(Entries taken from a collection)
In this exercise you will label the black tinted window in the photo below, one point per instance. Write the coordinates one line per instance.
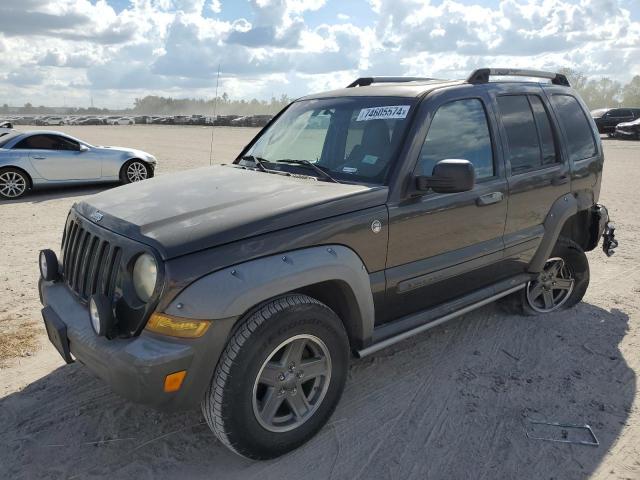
(63, 143)
(47, 142)
(580, 142)
(38, 142)
(458, 130)
(522, 136)
(544, 130)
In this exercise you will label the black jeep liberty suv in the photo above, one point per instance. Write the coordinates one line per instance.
(355, 219)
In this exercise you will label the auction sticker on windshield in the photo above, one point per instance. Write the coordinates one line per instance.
(391, 112)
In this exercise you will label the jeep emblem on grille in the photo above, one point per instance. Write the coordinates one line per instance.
(96, 216)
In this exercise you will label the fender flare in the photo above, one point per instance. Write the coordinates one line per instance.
(561, 210)
(235, 290)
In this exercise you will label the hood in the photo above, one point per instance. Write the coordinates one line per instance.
(132, 151)
(179, 213)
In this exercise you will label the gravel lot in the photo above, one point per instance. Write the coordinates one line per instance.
(451, 403)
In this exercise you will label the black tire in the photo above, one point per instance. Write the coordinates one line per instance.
(576, 268)
(142, 167)
(14, 183)
(229, 404)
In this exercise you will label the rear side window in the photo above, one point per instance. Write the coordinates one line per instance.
(459, 130)
(37, 142)
(580, 142)
(529, 134)
(545, 134)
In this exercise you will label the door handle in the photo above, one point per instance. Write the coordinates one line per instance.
(489, 198)
(561, 180)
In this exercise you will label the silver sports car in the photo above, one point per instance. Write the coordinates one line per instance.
(46, 158)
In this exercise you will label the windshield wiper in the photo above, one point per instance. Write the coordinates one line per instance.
(259, 162)
(311, 165)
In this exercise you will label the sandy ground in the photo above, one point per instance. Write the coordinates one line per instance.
(452, 403)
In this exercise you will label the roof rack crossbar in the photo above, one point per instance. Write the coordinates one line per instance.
(482, 75)
(366, 81)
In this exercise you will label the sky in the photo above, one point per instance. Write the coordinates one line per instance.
(68, 52)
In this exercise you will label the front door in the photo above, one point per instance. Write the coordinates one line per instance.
(442, 246)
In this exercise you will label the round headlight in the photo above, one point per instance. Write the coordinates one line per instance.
(145, 275)
(101, 314)
(95, 315)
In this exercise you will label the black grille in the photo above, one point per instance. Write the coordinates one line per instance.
(90, 263)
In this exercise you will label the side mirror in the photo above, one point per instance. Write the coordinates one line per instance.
(449, 176)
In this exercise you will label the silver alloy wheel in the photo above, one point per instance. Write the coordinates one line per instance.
(12, 184)
(552, 287)
(136, 171)
(291, 383)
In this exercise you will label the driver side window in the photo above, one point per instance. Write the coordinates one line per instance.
(47, 142)
(459, 130)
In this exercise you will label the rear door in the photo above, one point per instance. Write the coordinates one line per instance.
(59, 158)
(537, 172)
(618, 115)
(442, 246)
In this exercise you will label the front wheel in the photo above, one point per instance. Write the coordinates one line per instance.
(279, 379)
(134, 171)
(562, 282)
(13, 183)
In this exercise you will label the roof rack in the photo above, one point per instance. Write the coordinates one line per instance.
(366, 81)
(482, 75)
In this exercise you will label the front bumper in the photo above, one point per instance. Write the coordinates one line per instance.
(136, 367)
(625, 133)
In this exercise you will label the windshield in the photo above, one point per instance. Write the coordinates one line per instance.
(353, 139)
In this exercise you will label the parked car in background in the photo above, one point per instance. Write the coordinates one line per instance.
(252, 121)
(53, 121)
(607, 118)
(224, 120)
(91, 121)
(48, 158)
(628, 130)
(124, 121)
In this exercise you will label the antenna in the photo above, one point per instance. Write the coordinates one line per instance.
(215, 109)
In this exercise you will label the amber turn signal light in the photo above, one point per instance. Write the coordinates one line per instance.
(173, 381)
(176, 326)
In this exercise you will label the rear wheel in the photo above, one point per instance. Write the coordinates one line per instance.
(562, 282)
(134, 171)
(279, 378)
(14, 183)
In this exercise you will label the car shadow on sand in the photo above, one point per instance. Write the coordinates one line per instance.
(55, 193)
(453, 402)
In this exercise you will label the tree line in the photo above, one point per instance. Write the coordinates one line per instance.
(604, 92)
(600, 92)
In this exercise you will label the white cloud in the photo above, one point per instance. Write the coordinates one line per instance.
(80, 47)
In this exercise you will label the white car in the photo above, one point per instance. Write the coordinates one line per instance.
(54, 121)
(121, 121)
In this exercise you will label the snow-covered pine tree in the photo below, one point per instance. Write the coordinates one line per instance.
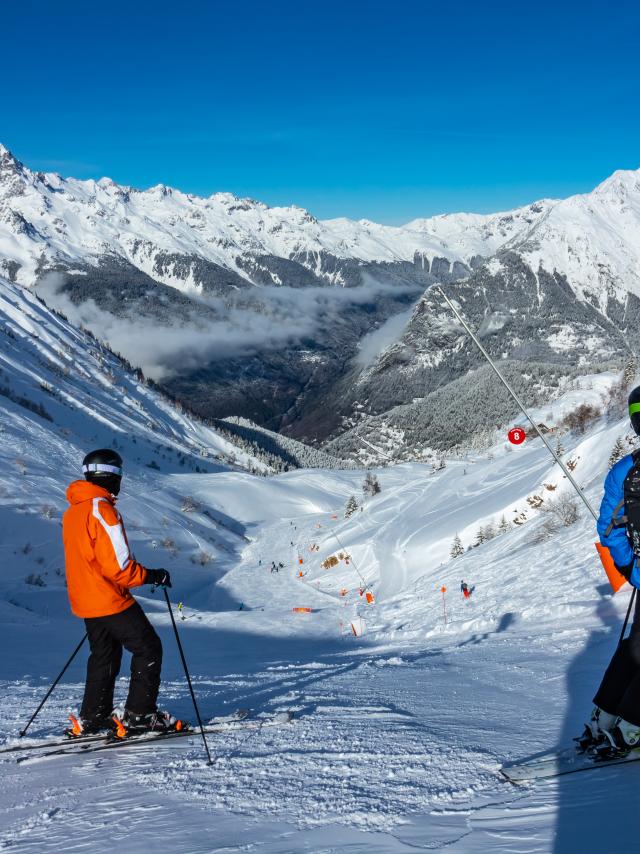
(351, 507)
(457, 548)
(630, 372)
(559, 449)
(503, 525)
(489, 531)
(371, 485)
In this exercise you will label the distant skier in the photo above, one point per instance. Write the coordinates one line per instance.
(100, 572)
(466, 590)
(614, 726)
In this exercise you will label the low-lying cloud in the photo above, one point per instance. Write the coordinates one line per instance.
(261, 319)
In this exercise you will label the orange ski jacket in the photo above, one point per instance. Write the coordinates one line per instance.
(99, 566)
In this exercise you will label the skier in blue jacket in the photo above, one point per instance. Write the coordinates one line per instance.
(614, 727)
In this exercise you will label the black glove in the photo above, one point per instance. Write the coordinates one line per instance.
(626, 570)
(159, 577)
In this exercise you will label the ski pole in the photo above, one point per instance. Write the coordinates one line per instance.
(186, 672)
(626, 619)
(50, 691)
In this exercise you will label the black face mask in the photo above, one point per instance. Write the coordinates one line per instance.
(110, 482)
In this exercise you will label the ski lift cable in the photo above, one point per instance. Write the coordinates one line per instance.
(474, 338)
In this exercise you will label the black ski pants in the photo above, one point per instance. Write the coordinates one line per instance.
(619, 692)
(132, 631)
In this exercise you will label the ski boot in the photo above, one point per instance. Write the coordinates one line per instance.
(619, 741)
(89, 726)
(156, 722)
(595, 730)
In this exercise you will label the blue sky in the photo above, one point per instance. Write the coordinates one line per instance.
(384, 110)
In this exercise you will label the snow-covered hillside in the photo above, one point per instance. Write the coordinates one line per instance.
(399, 733)
(46, 219)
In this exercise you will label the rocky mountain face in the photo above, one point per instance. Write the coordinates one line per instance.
(311, 327)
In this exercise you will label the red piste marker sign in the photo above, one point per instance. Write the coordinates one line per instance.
(516, 435)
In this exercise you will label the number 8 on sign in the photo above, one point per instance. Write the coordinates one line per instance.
(516, 435)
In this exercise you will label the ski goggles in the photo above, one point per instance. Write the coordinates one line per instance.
(103, 467)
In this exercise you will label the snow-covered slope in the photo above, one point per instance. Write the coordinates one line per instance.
(58, 381)
(400, 732)
(46, 219)
(592, 239)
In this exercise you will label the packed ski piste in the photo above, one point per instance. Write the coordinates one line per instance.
(216, 660)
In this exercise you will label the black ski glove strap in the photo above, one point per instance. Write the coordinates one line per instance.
(159, 577)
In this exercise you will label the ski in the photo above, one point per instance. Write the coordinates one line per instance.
(559, 763)
(151, 738)
(41, 744)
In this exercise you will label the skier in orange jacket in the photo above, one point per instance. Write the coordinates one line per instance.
(100, 573)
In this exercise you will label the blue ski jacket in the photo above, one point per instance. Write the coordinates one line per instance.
(615, 538)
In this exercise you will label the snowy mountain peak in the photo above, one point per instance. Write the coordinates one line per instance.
(8, 163)
(620, 183)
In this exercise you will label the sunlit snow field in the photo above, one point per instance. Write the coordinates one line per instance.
(399, 733)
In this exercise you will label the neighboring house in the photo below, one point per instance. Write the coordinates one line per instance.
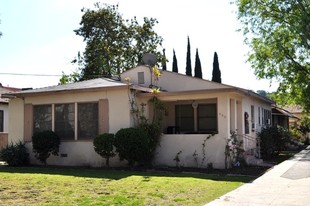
(282, 117)
(195, 108)
(4, 115)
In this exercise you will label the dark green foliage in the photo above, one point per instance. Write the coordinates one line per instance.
(132, 144)
(273, 140)
(278, 34)
(164, 61)
(216, 73)
(175, 63)
(44, 144)
(188, 59)
(103, 145)
(153, 133)
(15, 154)
(198, 72)
(114, 44)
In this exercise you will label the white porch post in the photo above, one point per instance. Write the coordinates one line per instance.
(233, 115)
(224, 115)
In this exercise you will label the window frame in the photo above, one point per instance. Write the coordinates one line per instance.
(1, 120)
(196, 118)
(76, 134)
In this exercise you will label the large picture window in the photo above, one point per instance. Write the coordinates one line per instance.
(64, 121)
(42, 118)
(184, 116)
(200, 119)
(87, 120)
(73, 121)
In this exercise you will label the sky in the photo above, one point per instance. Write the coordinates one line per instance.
(38, 42)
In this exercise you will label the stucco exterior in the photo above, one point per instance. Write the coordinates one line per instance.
(234, 107)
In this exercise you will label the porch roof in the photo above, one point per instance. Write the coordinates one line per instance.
(87, 85)
(148, 92)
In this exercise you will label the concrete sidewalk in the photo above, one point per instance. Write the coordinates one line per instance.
(286, 184)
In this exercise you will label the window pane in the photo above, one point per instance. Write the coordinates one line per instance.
(1, 120)
(42, 118)
(64, 121)
(185, 118)
(207, 118)
(87, 120)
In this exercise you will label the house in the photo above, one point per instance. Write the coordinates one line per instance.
(283, 117)
(195, 108)
(4, 115)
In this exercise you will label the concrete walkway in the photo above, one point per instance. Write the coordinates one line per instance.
(286, 184)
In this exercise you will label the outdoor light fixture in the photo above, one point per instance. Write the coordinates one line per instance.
(150, 61)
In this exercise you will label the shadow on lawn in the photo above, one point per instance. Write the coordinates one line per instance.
(119, 173)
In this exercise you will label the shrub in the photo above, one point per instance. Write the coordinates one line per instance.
(273, 140)
(44, 144)
(153, 133)
(103, 145)
(15, 154)
(132, 144)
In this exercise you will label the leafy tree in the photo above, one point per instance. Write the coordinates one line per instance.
(114, 44)
(198, 72)
(174, 63)
(216, 72)
(278, 33)
(164, 60)
(188, 59)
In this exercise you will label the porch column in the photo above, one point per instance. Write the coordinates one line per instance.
(224, 116)
(233, 114)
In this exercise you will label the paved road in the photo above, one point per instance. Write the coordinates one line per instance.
(286, 184)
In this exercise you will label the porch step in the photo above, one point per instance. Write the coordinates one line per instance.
(251, 160)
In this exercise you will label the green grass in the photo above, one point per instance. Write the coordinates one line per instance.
(67, 186)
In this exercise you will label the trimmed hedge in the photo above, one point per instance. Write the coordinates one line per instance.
(15, 154)
(103, 145)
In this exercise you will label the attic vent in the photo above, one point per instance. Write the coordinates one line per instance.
(140, 77)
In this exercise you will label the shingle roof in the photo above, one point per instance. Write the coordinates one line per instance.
(83, 85)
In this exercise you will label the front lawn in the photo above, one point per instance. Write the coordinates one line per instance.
(68, 186)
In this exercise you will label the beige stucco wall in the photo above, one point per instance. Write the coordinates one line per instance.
(188, 145)
(78, 153)
(5, 108)
(119, 113)
(16, 120)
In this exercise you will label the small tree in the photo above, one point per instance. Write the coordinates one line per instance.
(103, 145)
(188, 59)
(216, 73)
(44, 144)
(198, 72)
(164, 60)
(174, 63)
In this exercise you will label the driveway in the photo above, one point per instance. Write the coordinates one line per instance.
(286, 184)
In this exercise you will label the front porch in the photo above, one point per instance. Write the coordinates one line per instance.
(196, 128)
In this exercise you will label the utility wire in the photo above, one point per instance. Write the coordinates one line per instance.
(42, 75)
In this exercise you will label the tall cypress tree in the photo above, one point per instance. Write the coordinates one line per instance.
(216, 73)
(198, 72)
(174, 63)
(188, 59)
(164, 60)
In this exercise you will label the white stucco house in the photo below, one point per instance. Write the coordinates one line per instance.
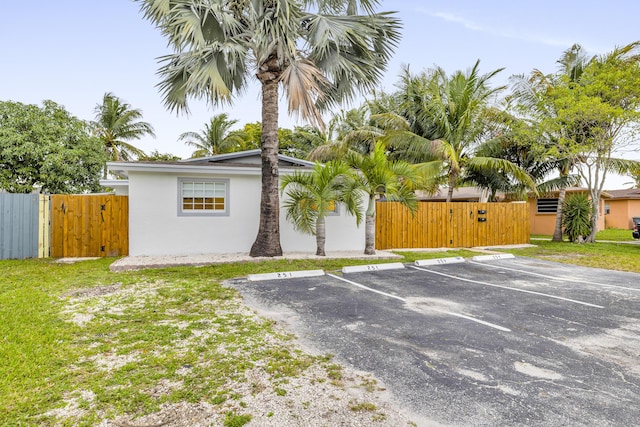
(211, 205)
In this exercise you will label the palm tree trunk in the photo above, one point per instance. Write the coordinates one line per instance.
(370, 227)
(321, 235)
(452, 185)
(268, 240)
(557, 232)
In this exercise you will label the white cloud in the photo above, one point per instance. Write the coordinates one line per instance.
(498, 32)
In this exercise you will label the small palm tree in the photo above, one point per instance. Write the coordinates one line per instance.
(380, 177)
(312, 196)
(117, 123)
(215, 138)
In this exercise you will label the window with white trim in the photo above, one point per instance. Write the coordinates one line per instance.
(547, 205)
(203, 197)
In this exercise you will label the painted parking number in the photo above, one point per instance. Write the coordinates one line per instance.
(284, 275)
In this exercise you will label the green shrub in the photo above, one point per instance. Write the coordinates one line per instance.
(576, 216)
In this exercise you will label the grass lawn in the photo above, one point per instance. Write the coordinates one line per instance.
(80, 344)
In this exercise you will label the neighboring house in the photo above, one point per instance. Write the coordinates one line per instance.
(212, 205)
(621, 208)
(543, 210)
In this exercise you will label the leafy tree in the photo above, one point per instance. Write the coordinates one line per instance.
(349, 130)
(115, 124)
(320, 52)
(532, 97)
(379, 177)
(576, 216)
(598, 114)
(156, 156)
(47, 149)
(215, 138)
(313, 195)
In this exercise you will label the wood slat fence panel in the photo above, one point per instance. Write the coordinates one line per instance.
(89, 225)
(451, 225)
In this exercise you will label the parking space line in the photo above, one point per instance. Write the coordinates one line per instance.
(506, 287)
(565, 279)
(404, 300)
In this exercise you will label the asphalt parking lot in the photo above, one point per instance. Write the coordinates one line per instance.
(477, 342)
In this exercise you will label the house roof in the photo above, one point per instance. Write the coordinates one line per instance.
(239, 163)
(631, 193)
(554, 194)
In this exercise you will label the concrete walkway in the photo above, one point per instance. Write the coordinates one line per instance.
(142, 262)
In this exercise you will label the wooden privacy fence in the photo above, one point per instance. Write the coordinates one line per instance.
(24, 226)
(451, 225)
(89, 225)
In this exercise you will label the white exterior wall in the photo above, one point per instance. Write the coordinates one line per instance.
(156, 229)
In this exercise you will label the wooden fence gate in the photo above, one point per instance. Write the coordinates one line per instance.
(451, 225)
(89, 225)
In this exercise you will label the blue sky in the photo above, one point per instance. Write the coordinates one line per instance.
(73, 51)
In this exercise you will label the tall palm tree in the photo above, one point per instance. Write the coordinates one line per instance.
(215, 138)
(320, 52)
(380, 177)
(313, 195)
(441, 120)
(115, 124)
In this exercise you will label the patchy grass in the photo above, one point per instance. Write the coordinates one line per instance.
(80, 344)
(615, 234)
(610, 234)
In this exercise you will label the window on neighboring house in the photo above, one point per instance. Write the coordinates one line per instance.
(203, 197)
(547, 205)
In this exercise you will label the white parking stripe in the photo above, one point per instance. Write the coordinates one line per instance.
(556, 278)
(462, 316)
(367, 288)
(506, 287)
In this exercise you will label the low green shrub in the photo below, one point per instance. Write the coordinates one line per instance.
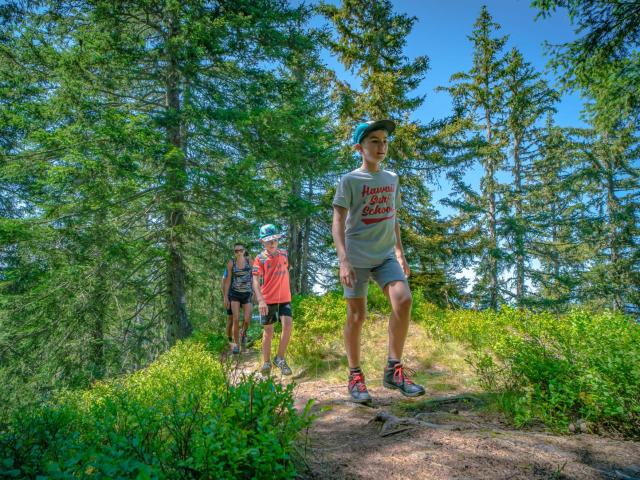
(179, 418)
(318, 324)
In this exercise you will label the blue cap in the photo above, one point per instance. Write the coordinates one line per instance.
(268, 232)
(364, 129)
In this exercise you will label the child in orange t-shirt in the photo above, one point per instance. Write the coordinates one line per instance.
(274, 296)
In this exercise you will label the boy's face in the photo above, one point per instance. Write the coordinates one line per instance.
(374, 146)
(270, 245)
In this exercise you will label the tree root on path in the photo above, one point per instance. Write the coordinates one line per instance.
(392, 424)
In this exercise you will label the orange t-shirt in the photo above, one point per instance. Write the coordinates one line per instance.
(274, 270)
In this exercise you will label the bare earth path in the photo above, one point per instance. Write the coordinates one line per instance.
(452, 440)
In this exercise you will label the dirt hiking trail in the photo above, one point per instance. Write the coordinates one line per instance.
(447, 435)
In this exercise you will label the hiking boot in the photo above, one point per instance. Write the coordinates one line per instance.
(396, 378)
(281, 363)
(266, 369)
(357, 388)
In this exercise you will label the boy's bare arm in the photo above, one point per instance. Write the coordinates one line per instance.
(400, 252)
(347, 274)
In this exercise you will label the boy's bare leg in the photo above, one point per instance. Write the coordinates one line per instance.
(230, 326)
(266, 342)
(285, 336)
(356, 314)
(247, 317)
(400, 298)
(235, 310)
(394, 375)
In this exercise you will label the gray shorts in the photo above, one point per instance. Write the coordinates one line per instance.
(388, 271)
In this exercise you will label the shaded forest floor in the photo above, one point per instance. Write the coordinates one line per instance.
(447, 434)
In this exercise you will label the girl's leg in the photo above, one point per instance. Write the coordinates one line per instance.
(285, 336)
(247, 318)
(235, 308)
(266, 342)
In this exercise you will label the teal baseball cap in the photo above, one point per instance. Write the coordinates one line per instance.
(268, 232)
(365, 128)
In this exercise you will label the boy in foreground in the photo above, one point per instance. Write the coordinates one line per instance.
(274, 297)
(367, 237)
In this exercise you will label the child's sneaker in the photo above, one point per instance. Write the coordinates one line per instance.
(266, 369)
(357, 388)
(396, 378)
(281, 363)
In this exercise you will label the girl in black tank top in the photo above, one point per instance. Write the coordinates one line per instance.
(238, 293)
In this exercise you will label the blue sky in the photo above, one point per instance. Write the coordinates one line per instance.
(441, 33)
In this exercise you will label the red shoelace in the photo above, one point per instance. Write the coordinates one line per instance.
(357, 379)
(399, 375)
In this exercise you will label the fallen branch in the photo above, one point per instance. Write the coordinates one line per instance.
(392, 424)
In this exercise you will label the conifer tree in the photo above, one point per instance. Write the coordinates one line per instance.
(528, 99)
(478, 97)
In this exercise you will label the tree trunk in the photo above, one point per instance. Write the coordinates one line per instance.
(519, 236)
(612, 214)
(491, 197)
(306, 238)
(178, 325)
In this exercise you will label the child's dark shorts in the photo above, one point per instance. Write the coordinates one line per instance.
(388, 271)
(276, 310)
(242, 297)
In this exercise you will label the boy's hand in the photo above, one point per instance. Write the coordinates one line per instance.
(262, 307)
(405, 265)
(347, 274)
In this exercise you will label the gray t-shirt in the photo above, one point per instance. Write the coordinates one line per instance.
(371, 199)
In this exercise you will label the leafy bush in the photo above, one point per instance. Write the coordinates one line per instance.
(557, 369)
(318, 324)
(179, 418)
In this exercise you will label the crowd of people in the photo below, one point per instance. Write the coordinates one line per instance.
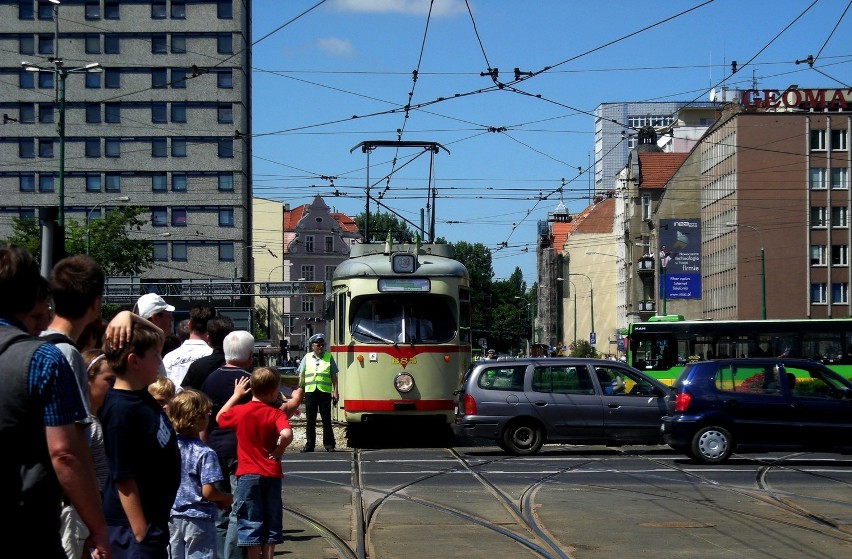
(131, 440)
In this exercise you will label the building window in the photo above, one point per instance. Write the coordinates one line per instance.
(178, 217)
(840, 178)
(26, 148)
(93, 147)
(178, 147)
(159, 147)
(93, 183)
(158, 9)
(93, 9)
(839, 255)
(93, 43)
(817, 178)
(226, 147)
(112, 78)
(838, 140)
(161, 251)
(178, 78)
(112, 113)
(226, 252)
(45, 44)
(178, 44)
(818, 216)
(93, 80)
(179, 252)
(26, 44)
(26, 183)
(112, 147)
(26, 80)
(817, 140)
(112, 44)
(112, 182)
(226, 182)
(178, 9)
(226, 113)
(45, 147)
(45, 80)
(159, 217)
(818, 293)
(45, 183)
(178, 112)
(839, 216)
(158, 112)
(817, 255)
(111, 9)
(159, 78)
(839, 293)
(225, 79)
(159, 182)
(25, 9)
(179, 182)
(225, 43)
(93, 113)
(26, 113)
(45, 113)
(159, 43)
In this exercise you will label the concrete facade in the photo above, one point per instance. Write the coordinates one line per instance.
(166, 124)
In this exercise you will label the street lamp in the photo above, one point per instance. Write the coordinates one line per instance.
(591, 305)
(61, 72)
(89, 216)
(762, 264)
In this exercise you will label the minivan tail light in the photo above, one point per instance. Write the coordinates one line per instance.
(682, 401)
(469, 405)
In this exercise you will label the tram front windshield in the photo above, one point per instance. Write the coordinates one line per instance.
(399, 318)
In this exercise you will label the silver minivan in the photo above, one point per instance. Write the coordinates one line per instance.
(523, 403)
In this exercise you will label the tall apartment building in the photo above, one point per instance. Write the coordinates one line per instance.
(166, 124)
(616, 127)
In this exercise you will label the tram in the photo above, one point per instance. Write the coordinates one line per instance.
(399, 330)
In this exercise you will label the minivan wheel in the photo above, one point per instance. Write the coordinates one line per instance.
(522, 438)
(711, 445)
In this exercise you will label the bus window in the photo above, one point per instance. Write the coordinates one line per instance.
(413, 319)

- AIM OF THE TASK -
Your task is to return, exactly and on their own, the lines from the one containing "In this exercise you will label the concrete facade" through the last line of the listing.

- TASK SOLUTION -
In this exercise you will label the concrete facade in the photo above, one point per instance. Write the coordinates one line per instance.
(166, 124)
In this exercise you will label the street lamp in the photo above, one point per instance. Write the coordinates one line per instance.
(591, 305)
(61, 72)
(89, 216)
(762, 264)
In this exercise you will label the minivan tail light in the photo above, one point per instance. Write the coordinates one line per instance.
(682, 401)
(469, 405)
In this exercise you will label the tram front windshield in the photo above, one point per instance. Write the coordinates one line per instance.
(399, 318)
In this exercise you will label the silver minivan in the photo above, one point per instance. Write the coordinates one line per instance.
(523, 403)
In this exercise you will label the tall apartment building in the photo above, one point per instance. Write the coordinates one line per instance.
(166, 124)
(616, 127)
In this exercise you will label the tram in the photo above, one point per instance. Write the coordinates one line per instance.
(399, 330)
In this exercise you will label the minivan wheel in the photo above, one point per instance. Write the coordinates one line per instance.
(522, 438)
(711, 445)
In this exercise you will label the bus window in the photo above, one point per instance. Write the coordinates one line per instance.
(413, 319)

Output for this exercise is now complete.